▶ _STATED PROBLEM 1_
Could you reproduce, word for word, the stretch of the budget motorsport text that opens with the words containing "I'm a member" and closes with "helmet required etc."?
▶ _STATED PROBLEM 2_
Will you carry on the budget motorsport text, picking up right after its final sentence?

------ TEXT PASSAGE ------

There are sprints, hill climbs, auto tests, autosolo's, stage rallies, targa's, that can all be done in a sub £1k car. Obviously you can spend more.

The moment you switch to track based sport then the cost goes up, but then it depends on what you call "low budget."

Paul G
Indeed - low budget pretty much rules out circuit racing imho.

I'm a member of Chelmsford MC. This opens your world up to:

Autosolos - £30 entry plus any cheap car.
Targas - £50 entry plus any cheap car, (or a prepped one for a few £K)
Sprints / hill climbs - similar entry costs but slightly more rules / suit and helmet required etc.

With the above, you can be competing nearly every weekend if you wanted to and it won't break the bank.


Stage Rallies & Circuit racing require a more expensive / prepped car and are £300 entry plus tyres etc. I compete in stage rallies very much at the budget end in a Ford Escort. One rally costs about £1K assuming nothing goes wrong with the car which it frequently does.

------ EXTRACTED DATA ------

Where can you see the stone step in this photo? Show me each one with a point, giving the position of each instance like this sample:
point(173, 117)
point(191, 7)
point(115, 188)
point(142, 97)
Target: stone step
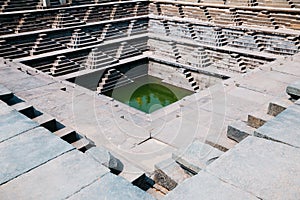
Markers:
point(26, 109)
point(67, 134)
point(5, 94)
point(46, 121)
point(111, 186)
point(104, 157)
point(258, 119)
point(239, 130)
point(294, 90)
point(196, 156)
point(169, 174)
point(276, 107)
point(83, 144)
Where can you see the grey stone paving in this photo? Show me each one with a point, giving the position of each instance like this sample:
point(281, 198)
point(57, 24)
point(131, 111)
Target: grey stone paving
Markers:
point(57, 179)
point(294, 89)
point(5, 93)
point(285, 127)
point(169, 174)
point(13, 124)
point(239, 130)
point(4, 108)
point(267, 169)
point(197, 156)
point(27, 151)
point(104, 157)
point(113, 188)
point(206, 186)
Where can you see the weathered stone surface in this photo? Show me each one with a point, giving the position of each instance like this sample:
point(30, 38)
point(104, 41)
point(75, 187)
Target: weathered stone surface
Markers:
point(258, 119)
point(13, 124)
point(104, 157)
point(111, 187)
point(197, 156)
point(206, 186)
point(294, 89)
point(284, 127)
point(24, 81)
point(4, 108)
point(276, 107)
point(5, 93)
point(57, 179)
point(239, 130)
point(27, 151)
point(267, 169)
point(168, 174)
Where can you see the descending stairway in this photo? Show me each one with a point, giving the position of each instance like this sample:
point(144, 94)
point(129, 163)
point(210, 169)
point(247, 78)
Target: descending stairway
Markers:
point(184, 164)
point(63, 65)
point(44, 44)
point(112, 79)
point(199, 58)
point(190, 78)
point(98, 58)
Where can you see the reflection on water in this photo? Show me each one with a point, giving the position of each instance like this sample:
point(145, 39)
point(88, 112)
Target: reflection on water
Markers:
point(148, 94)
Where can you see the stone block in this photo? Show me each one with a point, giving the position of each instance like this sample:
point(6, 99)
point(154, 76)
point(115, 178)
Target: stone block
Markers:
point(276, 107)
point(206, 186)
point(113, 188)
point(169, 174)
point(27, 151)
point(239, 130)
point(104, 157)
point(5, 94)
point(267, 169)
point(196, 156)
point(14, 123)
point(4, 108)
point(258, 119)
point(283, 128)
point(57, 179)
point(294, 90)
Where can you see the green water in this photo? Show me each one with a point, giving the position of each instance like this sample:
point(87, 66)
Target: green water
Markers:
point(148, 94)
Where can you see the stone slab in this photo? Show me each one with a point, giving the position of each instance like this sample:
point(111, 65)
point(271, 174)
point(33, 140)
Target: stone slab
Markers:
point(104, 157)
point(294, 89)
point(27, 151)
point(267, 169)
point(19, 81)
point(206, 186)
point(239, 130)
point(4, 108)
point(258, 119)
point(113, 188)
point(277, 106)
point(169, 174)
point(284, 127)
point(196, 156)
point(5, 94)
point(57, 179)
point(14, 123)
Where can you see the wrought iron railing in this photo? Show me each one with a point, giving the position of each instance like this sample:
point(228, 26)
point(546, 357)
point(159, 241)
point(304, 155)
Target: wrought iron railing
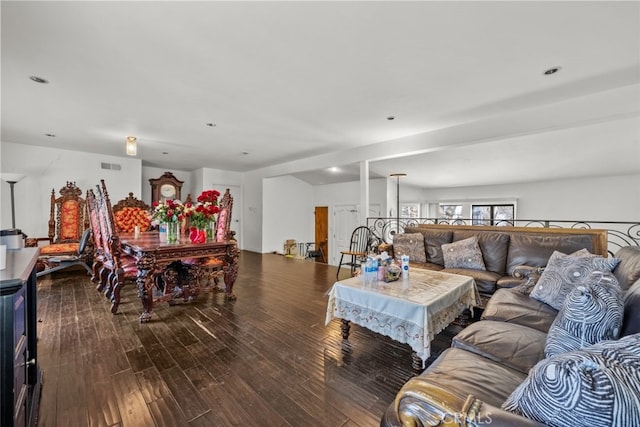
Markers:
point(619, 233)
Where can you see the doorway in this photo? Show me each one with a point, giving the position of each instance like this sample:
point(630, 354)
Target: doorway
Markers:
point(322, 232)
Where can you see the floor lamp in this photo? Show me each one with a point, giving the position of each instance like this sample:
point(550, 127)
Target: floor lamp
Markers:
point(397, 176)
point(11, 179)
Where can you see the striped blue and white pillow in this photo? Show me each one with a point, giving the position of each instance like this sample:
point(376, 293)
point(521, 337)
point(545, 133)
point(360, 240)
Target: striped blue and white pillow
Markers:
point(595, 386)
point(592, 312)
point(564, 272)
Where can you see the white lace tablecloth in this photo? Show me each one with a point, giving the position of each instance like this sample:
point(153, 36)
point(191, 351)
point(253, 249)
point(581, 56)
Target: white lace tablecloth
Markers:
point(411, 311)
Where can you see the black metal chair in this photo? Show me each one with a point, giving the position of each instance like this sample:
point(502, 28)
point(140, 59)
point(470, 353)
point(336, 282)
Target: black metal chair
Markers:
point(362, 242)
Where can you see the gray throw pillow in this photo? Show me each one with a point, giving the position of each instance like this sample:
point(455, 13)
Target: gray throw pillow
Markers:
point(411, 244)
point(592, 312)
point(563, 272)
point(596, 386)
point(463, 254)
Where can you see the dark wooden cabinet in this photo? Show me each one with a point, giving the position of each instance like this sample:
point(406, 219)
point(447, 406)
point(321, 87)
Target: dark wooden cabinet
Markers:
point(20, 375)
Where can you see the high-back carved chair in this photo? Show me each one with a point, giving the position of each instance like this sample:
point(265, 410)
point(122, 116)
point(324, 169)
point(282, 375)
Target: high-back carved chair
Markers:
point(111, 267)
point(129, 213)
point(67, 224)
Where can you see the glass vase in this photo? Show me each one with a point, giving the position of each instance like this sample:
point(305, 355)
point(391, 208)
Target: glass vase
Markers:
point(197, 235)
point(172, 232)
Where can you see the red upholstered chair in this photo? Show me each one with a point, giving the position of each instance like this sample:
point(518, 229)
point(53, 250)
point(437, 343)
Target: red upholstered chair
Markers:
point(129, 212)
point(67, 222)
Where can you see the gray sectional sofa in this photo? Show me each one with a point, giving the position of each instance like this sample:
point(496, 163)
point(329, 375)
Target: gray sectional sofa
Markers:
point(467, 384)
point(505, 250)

------

▶ _REPLY 1_
I'm a member of Chelmsford MC. This opens your world up to:

Autosolos - £30 entry plus any cheap car.
Targas - £50 entry plus any cheap car, (or a prepped one for a few £K)
Sprints / hill climbs - similar entry costs but slightly more rules / suit and helmet required etc.

▶ _REPLY 2_
To go circuit racing / stage rallying, the costs are just way way higher than entry level club motorsport, I now need new seats & belts, a race suit, boots, helmet, hans etc every 5 years. just this is ~£2.5K for the budget choices and you need to spend it to get to the startline on the first event.

As ever on these threads, the answer is an MX5 and Targa rallying as the best bang for buck........You could buy a bog standard MX5 Mk2 1.8iS for under £1K and enter the upcoming Bonfire Targa and you'd be in a car capable of winning with no modifications.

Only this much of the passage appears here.